### [Objective]
Copy out, word for word, the stretch of the forum post on aggregating Elasticsearch metrics from "My aggregate indices" through "response times, etc...".

### [Supplied text]
>>>>

My aggregate indices version 1, thoughts?


I have been looking for a good way to aggregate metrics data and terms counts for various index data I have been collecting. I'm mostly looking at infrastructure component performance and throughput metrics.
I have indices for message queuing stats, application response times, etc...

I like that Elastic provides the Aggregation query, I have used the "date_histogram" combined with either terms or a stats bucket. In the end I would like an aggregate of my data so that I can keep it long term, maybe aggregated every day. Even producing an aggregate every 15 minutes would allow me to visualize a weeks worth of data. Currently my data is so granular that I'm lucky if Kibana can render 2 days.

  • Aggregation script - python using elasticsearch-dsl, I pass this script the index name, fields to aggregate on and the time to aggregate on. This script outputs a new index that is an aggregate. If it's a 24 hour aggregate, it's not much data so I put it in a aggregate index with a suffix of the current year. If it's a 15 minute aggregate I put a date suffix of YYYY.MM.DD. I have named my aggregates like this, aggs-qstats-queue-15m-2017.10.24; index=qstats, byname=queue, aggtime=15m. That's the idea, and it works for this data set.
  • Curator script - Curator deletes the aggregate data by the date suffix. YYYY is kept forever, YYYY.MM is kept for 12 months, YYYY.MM.DD is kept for 1 month.
  • Jenkins job - I have a jenkins job that runs a shell script executing the aggregation in the above queue example, 3 times (15m, 1h, 24h)
  • Index Aliases - After the aggregate indices are created I create a search index alias that glues the resulting aggregates together so you can look at the data in Kibana seemlessly between the current data and the aggregate.

<<<<

### [Dataset entries]
>>>>

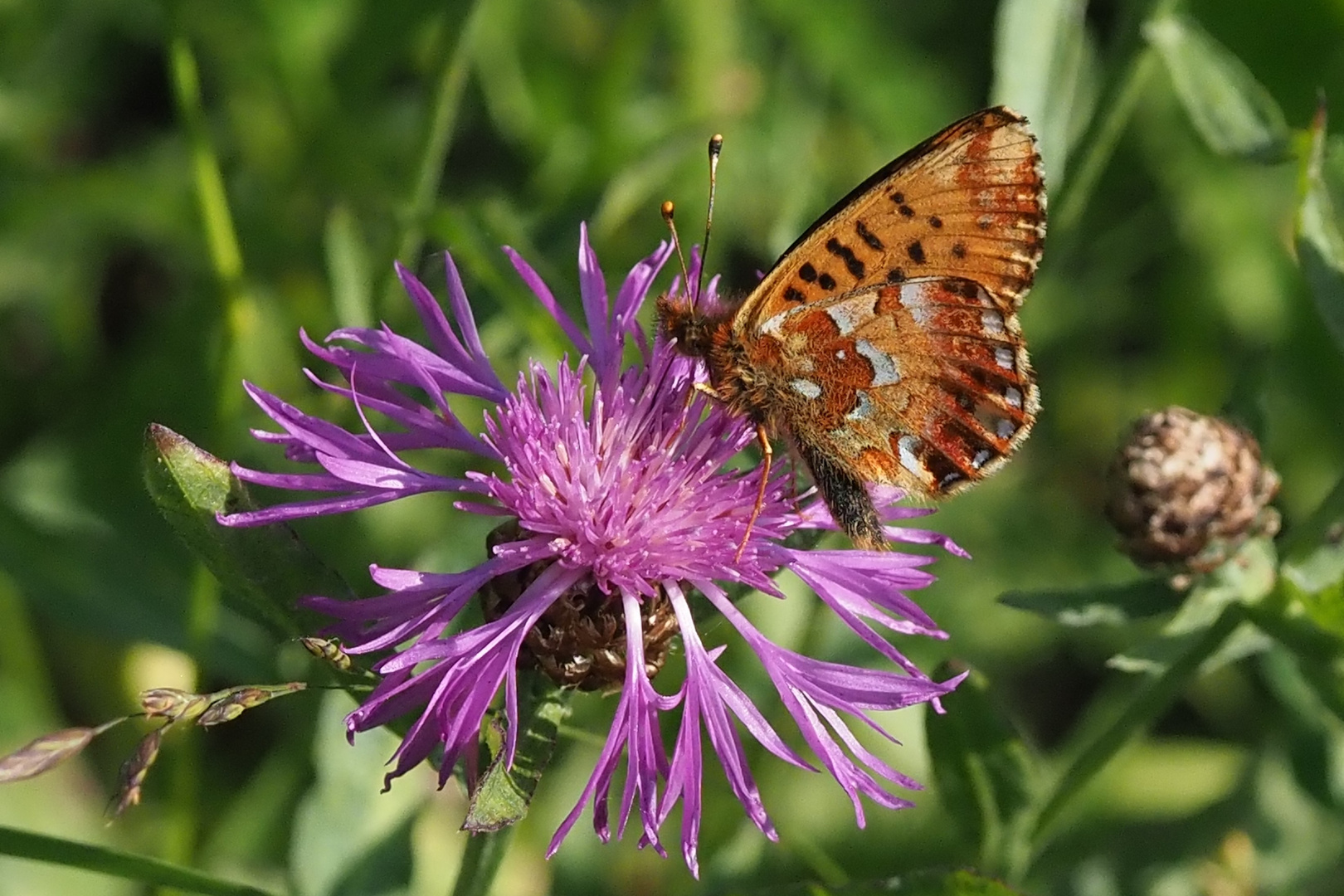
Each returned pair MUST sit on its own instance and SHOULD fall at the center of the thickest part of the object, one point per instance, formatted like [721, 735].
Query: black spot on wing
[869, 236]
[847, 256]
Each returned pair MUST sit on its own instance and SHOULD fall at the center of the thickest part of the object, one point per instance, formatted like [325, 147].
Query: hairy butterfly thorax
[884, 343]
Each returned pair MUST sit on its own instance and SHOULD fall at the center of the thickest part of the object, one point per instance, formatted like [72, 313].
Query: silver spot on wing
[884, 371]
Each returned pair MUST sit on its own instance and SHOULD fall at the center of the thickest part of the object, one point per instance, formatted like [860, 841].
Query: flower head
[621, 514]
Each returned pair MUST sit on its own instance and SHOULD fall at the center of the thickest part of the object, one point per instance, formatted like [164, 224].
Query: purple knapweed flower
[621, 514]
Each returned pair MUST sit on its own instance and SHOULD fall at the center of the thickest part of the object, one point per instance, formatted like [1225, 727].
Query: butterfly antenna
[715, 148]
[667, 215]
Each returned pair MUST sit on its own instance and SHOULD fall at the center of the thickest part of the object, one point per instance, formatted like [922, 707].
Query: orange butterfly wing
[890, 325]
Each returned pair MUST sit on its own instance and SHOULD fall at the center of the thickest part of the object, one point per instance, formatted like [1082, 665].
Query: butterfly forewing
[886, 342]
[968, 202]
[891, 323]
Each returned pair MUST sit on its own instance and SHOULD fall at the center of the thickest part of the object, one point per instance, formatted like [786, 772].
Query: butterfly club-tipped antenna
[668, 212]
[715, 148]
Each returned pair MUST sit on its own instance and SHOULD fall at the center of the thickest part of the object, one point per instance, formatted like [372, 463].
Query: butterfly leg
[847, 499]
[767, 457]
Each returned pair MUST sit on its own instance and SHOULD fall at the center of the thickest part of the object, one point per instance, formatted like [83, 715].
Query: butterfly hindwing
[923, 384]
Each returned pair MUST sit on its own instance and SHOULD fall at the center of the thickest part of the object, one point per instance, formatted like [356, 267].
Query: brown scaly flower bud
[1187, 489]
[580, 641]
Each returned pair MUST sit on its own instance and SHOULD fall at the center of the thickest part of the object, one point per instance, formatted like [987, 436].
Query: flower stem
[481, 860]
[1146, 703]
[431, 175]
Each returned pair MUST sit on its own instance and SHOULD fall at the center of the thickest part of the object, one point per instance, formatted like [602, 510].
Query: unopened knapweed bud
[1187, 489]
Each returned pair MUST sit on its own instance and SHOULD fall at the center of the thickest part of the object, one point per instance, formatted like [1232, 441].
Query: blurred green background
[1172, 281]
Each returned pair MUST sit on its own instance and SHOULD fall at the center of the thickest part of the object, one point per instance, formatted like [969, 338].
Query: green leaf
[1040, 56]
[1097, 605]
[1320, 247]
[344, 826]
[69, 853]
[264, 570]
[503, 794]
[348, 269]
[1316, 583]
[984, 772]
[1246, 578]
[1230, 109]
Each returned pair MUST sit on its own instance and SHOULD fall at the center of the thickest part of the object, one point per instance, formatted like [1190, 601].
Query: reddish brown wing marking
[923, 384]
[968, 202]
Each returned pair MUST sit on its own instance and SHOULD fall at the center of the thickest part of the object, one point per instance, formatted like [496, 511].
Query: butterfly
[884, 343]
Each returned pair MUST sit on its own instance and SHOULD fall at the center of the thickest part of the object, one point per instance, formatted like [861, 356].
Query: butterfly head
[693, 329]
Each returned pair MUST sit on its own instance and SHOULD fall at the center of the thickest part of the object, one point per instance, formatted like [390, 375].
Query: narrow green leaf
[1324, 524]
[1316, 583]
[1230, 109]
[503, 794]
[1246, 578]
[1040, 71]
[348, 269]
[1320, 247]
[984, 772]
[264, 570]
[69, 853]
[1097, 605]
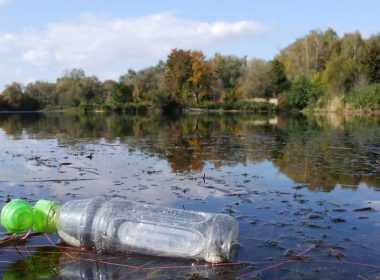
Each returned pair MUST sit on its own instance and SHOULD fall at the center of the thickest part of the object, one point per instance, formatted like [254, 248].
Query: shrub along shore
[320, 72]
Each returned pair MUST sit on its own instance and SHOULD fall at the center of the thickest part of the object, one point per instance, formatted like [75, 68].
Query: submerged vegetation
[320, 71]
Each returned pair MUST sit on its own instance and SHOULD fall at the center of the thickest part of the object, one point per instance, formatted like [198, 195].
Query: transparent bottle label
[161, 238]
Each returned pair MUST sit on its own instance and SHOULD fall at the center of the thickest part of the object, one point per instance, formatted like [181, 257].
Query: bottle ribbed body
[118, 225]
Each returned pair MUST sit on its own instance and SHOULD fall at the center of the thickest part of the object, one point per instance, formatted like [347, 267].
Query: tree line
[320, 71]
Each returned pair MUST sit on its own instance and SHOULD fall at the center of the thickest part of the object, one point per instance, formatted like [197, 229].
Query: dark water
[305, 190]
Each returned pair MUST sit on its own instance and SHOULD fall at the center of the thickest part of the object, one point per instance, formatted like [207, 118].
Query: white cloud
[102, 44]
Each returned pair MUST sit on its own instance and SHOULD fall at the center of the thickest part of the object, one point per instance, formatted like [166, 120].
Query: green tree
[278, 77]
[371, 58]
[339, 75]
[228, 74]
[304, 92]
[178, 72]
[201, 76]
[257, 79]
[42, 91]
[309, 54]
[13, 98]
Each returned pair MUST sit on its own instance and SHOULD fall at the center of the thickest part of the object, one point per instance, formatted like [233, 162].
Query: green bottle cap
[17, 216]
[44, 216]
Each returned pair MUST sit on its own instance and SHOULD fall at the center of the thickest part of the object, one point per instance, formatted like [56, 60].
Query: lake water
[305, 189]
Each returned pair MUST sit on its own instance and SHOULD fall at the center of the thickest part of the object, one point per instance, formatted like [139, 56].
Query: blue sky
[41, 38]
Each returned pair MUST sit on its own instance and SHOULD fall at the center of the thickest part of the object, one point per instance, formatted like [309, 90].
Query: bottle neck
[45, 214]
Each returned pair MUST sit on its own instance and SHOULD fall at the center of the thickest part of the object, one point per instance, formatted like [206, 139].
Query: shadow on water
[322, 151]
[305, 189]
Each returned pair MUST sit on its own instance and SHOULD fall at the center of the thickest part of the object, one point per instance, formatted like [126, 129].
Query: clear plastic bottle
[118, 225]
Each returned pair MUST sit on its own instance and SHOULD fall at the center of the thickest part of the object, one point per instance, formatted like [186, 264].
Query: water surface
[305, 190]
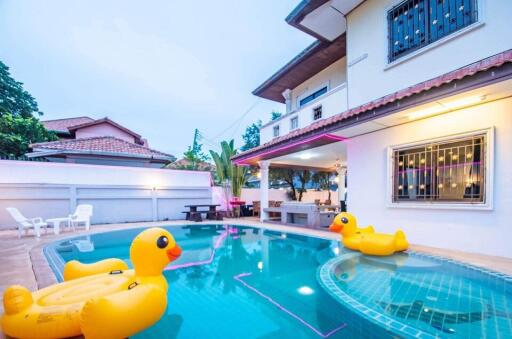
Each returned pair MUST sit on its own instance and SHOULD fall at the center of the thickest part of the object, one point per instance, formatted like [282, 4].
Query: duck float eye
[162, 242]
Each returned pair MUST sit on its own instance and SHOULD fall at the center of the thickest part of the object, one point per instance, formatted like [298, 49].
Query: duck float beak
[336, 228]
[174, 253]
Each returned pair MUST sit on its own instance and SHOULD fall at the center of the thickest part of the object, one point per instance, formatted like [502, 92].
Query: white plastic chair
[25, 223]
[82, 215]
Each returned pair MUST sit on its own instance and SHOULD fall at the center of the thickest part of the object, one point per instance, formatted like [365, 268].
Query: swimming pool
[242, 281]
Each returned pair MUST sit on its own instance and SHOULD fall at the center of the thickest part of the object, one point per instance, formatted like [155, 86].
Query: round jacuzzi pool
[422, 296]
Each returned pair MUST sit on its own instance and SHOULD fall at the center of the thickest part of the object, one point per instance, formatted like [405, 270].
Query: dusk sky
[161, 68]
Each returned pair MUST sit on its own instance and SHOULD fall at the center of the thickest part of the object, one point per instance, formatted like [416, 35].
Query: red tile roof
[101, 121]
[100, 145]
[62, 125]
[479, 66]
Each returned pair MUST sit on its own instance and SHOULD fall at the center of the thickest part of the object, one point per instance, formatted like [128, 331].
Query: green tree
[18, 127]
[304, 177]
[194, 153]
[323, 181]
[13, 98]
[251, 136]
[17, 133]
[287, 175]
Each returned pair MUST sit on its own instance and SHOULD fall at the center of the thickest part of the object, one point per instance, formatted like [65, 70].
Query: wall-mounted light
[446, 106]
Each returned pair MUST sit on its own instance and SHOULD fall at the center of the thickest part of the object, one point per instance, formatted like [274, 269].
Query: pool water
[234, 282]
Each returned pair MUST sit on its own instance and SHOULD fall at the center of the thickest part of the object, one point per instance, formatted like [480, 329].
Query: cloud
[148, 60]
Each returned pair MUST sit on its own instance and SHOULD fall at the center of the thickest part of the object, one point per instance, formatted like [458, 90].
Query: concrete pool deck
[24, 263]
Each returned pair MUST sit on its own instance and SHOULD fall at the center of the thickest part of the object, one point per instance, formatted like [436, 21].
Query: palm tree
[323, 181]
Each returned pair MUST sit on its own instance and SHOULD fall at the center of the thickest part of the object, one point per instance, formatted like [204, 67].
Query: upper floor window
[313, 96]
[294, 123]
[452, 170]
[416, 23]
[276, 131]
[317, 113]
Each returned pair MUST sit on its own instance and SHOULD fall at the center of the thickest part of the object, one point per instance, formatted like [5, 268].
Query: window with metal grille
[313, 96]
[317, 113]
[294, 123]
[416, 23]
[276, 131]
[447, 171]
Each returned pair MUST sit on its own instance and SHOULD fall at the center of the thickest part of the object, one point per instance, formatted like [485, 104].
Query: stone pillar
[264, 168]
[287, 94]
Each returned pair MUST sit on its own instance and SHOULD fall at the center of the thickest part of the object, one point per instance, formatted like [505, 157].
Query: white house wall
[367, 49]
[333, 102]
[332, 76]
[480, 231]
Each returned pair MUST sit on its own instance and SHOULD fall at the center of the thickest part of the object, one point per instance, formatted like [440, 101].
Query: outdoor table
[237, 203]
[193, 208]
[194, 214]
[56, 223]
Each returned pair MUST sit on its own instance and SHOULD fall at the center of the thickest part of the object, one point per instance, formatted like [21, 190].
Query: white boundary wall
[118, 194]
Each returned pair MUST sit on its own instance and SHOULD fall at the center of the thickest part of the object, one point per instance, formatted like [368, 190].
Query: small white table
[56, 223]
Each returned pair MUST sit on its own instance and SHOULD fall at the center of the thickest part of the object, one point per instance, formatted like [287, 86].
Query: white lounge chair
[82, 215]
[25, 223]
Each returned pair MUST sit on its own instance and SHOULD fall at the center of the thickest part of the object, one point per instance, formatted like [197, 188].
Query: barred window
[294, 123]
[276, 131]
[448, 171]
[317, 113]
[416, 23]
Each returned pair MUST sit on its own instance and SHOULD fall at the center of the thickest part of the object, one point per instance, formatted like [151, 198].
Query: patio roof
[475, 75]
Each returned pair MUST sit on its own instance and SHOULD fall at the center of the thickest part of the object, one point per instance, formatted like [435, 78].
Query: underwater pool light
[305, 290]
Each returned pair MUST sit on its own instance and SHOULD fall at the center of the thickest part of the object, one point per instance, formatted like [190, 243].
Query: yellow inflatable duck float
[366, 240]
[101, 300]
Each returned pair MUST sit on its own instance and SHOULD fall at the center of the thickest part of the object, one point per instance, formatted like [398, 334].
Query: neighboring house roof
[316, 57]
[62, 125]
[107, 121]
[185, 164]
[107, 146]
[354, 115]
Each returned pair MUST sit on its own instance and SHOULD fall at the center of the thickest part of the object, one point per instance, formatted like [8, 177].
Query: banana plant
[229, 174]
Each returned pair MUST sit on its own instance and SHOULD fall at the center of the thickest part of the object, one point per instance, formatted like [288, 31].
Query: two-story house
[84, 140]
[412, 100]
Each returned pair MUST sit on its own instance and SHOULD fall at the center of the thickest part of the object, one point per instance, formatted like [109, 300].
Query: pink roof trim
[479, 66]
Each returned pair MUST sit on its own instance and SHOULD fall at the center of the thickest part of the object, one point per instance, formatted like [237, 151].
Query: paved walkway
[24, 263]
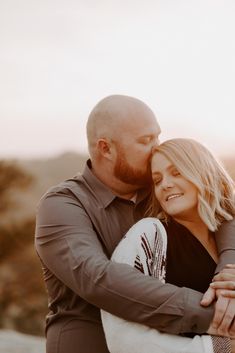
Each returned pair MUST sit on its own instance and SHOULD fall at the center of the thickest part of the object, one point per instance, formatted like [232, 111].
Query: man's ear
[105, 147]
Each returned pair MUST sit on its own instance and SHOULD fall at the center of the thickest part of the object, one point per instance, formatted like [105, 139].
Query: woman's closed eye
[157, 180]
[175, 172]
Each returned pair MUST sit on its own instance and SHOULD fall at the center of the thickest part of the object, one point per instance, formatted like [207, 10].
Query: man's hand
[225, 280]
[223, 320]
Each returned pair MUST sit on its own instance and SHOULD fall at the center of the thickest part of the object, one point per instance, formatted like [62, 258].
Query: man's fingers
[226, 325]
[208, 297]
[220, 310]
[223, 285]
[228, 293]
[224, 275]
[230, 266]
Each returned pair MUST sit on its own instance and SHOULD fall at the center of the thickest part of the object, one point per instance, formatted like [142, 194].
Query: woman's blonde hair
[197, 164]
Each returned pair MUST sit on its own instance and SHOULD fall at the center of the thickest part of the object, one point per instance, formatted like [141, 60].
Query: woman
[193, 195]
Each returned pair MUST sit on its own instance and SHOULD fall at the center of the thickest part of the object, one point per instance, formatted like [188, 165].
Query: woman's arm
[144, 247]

<<<<

### [Exercise response]
My aggregate indices version 1, thoughts?


I have been looking for a good way to aggregate metrics data and terms counts for various index data I have been collecting. I'm mostly looking at infrastructure component performance and throughput metrics.
I have indices for message queuing stats, application response times, etc...